What is asked: Set down the part of the derivation excerpt that starts at the words "which together with" and stops after the words "have different means.", copying it without any change.

Supplied text:
-=-=-=-=-
Similar to $\textbf{J}$’s, we define $\textbf{J}^{\star }$’s as well,

$$\begin{aligned} J_{j,n}^{\star }:= & {} \sqrt{n} \bar{Y}_j - \frac{\sum _{i=1}^{n} q_{i,j}^{\star } Y_i}{ q_j \sqrt{n}} = \frac{\sum _{i=1}^n Y_i \textbf{1}_{X_i = j}}{ q_j \sqrt{n}} - \frac{\sum _{i=1}^{n} q_{i,j}^{\star } Y_i}{ q_j \sqrt{n}} + o_p(1) \nonumber \\= & {} \frac{\sqrt{n} \left( \bar{V}^{\star } \right) _j}{q_j} + o_p(1)\text {.} \end{aligned}$$

and

$$\begin{aligned} \textbf{J}_{-p,n}^{\star }:= (J_{1,n}^{\star }, J_{2,n}^{\star }, \dots , J_{p-1,n}^{\star })\in \mathbb {R}^{p-1} \text {,} \end{aligned}$$

which together with Eq. E10 gives

$$\begin{aligned} \textbf{J}_{-p,n}^{\star } \overset{\text {d}}{\rightarrow } \mathcal {N} \left( 0, \Sigma \right) \text {.} \end{aligned}$$

(E11)

Note that though Eq. E7 and Eq. E11 are almost exactly the same, it does not suggest $\bar{Y}_j$’s and $\tilde{\bar{Y}}_j$’s have the same asymptotic distribution, since the “mean ” parts that have been removed actually behave differently, namely $\frac{\sum _{i=1}^n Y_i}{\sqrt{n}}$ and $\frac{\sum _{i=1}^{n} q_{i,j}^{\star } Y_i}{ q_j \sqrt{n}}$, as demonstrated in Lemma E.3, Lemma E.4, Lemma E.5 and Lemma E.6. Roughly speaking, under this $\sqrt{n}$ scaling, the randomness that leads to the Gaussian noise part in CLT is the same across them as demonstrated in Eq. E7 and Eq. E11, but the Gaussian distribution they are converging to have different means.
-=-=-=-=-
Data section:
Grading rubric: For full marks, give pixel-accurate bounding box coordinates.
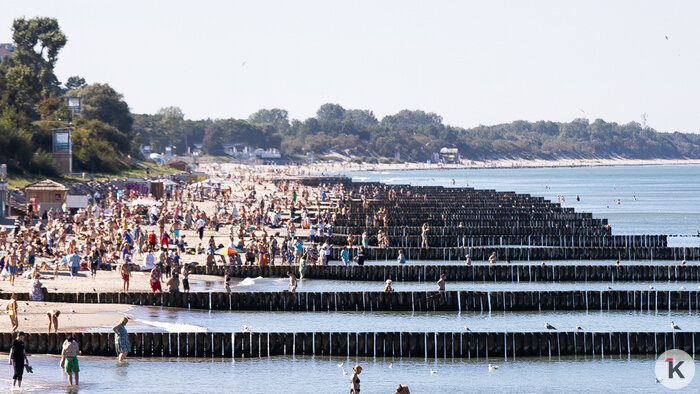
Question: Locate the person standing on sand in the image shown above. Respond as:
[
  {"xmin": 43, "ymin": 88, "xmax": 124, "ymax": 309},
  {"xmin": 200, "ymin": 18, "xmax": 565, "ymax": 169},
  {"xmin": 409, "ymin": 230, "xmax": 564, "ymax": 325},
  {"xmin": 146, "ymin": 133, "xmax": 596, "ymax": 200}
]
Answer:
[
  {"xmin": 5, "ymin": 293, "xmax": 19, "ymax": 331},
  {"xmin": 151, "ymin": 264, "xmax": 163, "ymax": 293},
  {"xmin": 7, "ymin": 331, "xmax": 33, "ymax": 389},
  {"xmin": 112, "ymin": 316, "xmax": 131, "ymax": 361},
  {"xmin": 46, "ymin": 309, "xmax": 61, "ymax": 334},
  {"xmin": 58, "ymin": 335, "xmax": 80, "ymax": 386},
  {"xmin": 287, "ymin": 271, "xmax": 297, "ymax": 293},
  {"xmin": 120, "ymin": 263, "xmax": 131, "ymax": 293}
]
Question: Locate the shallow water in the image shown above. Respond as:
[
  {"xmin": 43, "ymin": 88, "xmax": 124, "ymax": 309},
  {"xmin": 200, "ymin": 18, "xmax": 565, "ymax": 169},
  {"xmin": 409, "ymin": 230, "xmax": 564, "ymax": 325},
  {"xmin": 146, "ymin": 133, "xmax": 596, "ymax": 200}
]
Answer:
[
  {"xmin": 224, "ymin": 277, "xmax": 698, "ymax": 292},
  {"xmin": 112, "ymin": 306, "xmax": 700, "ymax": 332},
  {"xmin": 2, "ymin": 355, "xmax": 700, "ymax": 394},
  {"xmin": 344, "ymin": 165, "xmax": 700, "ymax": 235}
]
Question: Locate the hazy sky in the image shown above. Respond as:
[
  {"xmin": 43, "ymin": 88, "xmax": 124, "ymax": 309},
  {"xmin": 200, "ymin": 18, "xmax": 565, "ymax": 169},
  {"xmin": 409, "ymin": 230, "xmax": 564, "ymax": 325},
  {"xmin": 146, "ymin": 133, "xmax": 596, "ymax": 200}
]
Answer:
-=-=-=-=-
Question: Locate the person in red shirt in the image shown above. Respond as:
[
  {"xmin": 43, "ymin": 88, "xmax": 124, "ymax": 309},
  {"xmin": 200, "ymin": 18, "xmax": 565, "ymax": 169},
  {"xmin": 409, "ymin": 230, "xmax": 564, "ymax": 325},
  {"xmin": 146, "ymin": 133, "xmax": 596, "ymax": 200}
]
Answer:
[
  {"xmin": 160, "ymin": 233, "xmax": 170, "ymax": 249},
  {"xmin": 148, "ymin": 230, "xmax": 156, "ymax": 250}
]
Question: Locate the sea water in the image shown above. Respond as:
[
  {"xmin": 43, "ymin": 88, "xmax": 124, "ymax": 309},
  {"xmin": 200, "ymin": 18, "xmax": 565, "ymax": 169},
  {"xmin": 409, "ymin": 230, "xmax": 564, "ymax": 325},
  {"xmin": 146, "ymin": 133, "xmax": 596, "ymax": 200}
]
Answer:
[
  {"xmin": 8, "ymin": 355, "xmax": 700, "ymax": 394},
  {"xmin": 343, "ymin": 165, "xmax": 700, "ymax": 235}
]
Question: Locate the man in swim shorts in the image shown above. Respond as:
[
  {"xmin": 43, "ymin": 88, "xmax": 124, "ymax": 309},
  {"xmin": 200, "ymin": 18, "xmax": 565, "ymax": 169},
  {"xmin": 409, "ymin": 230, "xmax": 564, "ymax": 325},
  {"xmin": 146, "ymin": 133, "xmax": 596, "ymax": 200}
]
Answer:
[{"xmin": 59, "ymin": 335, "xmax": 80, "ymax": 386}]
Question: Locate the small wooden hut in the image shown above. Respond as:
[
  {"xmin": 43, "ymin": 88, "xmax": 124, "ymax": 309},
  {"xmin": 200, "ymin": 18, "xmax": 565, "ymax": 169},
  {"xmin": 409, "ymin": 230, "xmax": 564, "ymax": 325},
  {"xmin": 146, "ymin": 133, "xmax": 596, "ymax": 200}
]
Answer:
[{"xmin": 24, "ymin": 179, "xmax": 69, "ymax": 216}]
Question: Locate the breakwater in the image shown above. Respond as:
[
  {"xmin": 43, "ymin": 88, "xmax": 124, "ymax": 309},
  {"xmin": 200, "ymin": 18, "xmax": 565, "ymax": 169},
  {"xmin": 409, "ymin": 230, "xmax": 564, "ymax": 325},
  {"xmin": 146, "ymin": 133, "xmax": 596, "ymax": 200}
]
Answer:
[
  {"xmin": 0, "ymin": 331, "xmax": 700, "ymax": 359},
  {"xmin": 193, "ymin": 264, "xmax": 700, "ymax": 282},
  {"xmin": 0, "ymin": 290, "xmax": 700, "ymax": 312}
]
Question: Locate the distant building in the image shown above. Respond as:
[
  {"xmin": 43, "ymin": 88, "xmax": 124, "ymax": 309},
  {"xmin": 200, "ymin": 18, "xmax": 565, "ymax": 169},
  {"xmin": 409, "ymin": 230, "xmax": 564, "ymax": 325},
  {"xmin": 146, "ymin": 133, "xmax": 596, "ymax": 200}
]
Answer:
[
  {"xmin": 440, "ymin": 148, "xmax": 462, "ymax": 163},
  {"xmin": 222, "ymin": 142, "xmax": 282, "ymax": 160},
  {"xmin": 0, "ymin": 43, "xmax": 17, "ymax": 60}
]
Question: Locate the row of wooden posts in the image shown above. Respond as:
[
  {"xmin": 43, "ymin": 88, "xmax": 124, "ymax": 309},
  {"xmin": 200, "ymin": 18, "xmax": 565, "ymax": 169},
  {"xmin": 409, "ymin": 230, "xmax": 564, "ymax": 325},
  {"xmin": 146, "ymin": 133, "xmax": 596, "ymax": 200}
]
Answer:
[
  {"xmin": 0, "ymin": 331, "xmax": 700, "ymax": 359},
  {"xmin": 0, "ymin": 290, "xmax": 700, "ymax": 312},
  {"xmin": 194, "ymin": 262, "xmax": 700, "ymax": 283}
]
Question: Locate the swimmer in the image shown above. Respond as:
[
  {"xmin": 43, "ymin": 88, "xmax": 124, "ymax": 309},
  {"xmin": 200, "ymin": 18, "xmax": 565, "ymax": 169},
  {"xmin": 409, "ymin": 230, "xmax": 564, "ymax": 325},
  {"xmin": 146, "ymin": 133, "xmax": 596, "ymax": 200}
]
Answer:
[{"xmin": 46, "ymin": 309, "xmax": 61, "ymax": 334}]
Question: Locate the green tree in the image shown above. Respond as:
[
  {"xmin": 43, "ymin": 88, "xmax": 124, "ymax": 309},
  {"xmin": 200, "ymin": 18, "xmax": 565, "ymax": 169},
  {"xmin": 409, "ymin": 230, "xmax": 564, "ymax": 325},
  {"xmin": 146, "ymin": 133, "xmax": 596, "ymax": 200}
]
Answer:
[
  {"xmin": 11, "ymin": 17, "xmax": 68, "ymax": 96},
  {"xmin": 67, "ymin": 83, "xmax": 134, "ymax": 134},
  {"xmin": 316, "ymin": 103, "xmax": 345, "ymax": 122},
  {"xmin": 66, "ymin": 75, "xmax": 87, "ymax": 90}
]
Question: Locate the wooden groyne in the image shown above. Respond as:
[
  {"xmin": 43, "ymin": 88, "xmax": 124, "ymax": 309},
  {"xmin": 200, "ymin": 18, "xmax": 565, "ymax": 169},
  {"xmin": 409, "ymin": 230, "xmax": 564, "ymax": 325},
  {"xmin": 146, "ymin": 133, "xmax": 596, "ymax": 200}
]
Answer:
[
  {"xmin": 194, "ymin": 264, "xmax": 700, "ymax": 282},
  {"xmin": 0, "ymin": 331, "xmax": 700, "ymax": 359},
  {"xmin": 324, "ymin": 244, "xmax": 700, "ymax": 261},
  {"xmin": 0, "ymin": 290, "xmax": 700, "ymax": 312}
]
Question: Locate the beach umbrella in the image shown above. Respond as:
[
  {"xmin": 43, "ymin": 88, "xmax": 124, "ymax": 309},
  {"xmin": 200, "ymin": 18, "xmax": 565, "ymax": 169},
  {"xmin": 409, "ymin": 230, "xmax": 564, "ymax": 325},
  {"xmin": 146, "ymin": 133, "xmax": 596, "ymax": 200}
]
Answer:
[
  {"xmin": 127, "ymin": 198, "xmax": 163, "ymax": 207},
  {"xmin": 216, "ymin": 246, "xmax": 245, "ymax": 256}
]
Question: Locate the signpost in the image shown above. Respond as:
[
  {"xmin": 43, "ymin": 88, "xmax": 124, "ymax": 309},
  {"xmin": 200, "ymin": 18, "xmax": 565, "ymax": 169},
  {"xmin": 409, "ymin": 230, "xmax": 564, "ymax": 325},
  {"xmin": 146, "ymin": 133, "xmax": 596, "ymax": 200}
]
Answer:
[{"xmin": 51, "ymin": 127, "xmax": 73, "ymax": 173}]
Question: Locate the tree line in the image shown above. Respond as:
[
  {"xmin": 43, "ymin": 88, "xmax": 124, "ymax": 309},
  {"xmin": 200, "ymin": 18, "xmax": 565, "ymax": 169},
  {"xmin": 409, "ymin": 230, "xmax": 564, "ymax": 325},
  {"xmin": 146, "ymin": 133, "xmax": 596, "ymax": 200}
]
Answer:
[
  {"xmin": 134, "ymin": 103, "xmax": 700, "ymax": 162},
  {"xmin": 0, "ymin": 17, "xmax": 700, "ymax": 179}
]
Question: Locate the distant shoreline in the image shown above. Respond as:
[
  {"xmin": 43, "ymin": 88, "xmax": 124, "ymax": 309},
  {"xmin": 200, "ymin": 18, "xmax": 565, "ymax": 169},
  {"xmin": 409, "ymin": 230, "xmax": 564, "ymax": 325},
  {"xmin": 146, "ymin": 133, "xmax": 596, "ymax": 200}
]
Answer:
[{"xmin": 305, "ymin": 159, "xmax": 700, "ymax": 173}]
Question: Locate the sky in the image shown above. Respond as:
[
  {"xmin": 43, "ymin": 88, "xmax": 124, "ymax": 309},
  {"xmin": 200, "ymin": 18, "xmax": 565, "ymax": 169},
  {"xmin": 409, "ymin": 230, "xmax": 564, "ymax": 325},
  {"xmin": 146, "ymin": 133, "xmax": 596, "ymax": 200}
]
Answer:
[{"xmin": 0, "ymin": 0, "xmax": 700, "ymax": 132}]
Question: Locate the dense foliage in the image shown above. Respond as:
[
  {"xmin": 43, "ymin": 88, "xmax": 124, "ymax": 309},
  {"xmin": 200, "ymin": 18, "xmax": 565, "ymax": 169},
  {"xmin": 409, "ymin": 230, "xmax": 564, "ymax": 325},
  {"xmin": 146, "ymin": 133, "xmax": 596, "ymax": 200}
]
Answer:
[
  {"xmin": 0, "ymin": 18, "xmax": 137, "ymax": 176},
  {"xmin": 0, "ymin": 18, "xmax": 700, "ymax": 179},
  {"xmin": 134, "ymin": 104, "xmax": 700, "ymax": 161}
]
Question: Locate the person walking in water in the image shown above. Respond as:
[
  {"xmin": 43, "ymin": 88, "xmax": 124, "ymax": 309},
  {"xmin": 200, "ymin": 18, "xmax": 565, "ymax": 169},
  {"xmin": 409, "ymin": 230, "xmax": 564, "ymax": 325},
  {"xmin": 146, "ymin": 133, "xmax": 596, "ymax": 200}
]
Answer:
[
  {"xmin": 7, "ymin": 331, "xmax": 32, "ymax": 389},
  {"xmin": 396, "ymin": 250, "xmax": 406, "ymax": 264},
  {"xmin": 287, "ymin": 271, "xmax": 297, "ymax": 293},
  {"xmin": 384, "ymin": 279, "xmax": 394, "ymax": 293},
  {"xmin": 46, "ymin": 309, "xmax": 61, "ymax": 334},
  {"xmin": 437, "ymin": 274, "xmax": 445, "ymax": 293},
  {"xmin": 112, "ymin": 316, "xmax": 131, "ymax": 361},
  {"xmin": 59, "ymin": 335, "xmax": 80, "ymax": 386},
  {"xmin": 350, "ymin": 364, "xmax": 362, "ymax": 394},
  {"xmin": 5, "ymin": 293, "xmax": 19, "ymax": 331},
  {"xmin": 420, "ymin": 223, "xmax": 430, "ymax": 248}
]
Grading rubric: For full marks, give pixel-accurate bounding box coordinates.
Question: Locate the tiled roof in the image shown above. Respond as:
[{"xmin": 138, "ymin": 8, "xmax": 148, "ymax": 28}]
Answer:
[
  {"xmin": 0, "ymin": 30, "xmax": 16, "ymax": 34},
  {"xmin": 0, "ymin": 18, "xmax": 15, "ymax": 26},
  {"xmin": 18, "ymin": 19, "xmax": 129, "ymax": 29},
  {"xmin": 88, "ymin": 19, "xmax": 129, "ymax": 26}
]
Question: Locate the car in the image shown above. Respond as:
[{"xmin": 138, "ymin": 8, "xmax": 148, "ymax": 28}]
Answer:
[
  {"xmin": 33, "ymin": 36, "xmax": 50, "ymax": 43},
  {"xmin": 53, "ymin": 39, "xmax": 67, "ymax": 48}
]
-=-=-=-=-
Result:
which together with Eq. E10 gives

$$\begin{aligned} \textbf{J}_{-p,n}^{\star } \overset{\text {d}}{\rightarrow } \mathcal {N} \left( 0, \Sigma \right) \text {.} \end{aligned}$$

(E11)

Note that though Eq. E7 and Eq. E11 are almost exactly the same, it does not suggest $\bar{Y}_j$’s and $\tilde{\bar{Y}}_j$’s have the same asymptotic distribution, since the “mean ” parts that have been removed actually behave differently, namely $\frac{\sum _{i=1}^n Y_i}{\sqrt{n}}$ and $\frac{\sum _{i=1}^{n} q_{i,j}^{\star } Y_i}{ q_j \sqrt{n}}$, as demonstrated in Lemma E.3, Lemma E.4, Lemma E.5 and Lemma E.6. Roughly speaking, under this $\sqrt{n}$ scaling, the randomness that leads to the Gaussian noise part in CLT is the same across them as demonstrated in Eq. E7 and Eq. E11, but the Gaussian distribution they are converging to have different means.